[Opening Input material section]

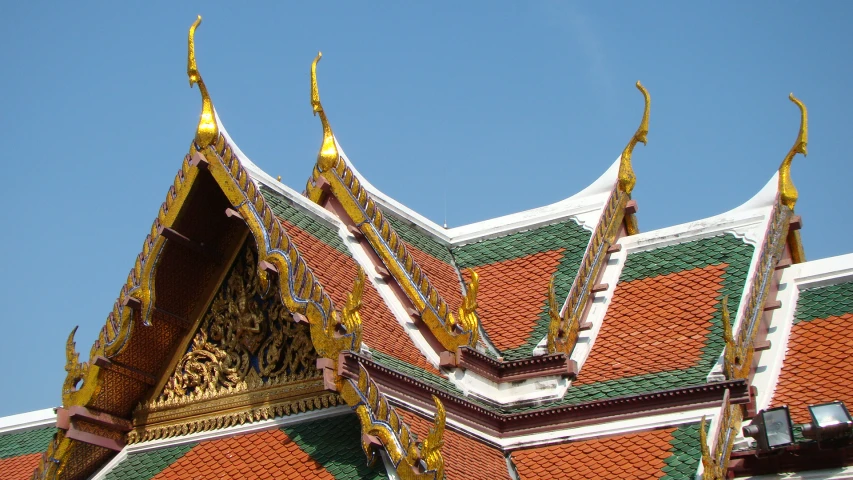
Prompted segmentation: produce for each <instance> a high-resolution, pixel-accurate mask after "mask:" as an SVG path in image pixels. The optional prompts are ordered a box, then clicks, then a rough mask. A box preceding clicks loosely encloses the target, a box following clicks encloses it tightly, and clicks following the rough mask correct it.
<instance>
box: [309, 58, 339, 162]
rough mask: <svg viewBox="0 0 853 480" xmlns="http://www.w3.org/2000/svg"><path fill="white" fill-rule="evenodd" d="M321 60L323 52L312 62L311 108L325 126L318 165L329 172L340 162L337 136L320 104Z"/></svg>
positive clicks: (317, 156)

[Closing Input material section]
[Opening Input material section]

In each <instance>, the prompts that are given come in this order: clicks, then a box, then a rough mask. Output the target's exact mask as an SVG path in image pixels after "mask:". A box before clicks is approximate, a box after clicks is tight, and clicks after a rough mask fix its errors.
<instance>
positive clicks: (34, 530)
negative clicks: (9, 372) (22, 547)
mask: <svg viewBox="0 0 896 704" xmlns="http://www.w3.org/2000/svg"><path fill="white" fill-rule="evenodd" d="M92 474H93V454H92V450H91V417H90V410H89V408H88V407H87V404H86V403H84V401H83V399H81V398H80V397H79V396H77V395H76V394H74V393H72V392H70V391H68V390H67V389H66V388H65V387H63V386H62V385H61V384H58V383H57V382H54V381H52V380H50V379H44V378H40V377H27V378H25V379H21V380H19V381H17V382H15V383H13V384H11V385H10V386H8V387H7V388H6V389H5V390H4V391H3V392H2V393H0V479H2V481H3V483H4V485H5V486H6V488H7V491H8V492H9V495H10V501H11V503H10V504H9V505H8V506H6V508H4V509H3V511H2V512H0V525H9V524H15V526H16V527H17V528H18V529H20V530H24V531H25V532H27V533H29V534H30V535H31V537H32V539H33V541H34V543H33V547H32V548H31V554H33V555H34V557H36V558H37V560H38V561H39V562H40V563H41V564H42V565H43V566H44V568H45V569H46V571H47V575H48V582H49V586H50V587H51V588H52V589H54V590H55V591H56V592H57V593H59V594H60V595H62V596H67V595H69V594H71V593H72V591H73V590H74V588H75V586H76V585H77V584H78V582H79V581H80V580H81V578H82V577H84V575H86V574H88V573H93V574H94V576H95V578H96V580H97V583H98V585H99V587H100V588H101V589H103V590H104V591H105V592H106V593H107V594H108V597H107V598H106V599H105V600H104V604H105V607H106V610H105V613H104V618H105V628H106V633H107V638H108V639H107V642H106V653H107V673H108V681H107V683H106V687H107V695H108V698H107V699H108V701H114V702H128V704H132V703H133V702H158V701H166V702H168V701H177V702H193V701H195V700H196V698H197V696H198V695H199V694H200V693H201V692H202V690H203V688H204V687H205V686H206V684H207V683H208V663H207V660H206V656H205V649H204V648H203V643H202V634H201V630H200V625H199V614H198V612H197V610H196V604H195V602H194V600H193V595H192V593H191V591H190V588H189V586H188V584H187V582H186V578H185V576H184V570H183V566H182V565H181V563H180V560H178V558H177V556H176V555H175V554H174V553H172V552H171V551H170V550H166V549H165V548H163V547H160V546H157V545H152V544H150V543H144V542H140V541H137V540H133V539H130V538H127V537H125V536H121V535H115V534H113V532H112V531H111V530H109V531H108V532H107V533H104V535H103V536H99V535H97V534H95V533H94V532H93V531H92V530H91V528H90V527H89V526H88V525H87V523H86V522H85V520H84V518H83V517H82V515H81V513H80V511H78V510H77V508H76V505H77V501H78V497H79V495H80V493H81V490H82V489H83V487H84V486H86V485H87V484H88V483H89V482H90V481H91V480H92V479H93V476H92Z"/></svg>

[Closing Input material section]
[Opening Input material section]

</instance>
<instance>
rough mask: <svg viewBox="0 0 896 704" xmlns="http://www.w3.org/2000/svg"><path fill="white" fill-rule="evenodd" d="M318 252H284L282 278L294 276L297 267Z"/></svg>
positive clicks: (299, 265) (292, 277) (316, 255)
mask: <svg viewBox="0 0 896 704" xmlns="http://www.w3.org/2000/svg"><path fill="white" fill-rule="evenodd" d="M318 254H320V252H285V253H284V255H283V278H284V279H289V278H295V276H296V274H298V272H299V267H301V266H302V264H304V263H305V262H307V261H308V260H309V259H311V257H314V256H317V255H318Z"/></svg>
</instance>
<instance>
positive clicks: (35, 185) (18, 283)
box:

[Closing Input material section]

→ **Work instructions**: Above are some records; copy each line there that contains "pixels".

→ **Result of this exercise**:
Prompted segmentation: produce for each <instance> a high-resolution, pixel-accurate mask after "mask:" as an SVG path in image pixels. The optional prompts are ordered a box, then clicks, then a rough mask. A box preceding clicks loosely encloses the target, a box following clicks encloses it tightly, and clicks following the rough mask correct it.
In each <instance>, the prompts that are given come in this order: clicks, then a box, then a rough mask. Output the target's exact mask as an SVG path in image pixels after "mask:". A box before clicks is approximate, a box after clicks is tight, and clicks after a rough mask fix its errors.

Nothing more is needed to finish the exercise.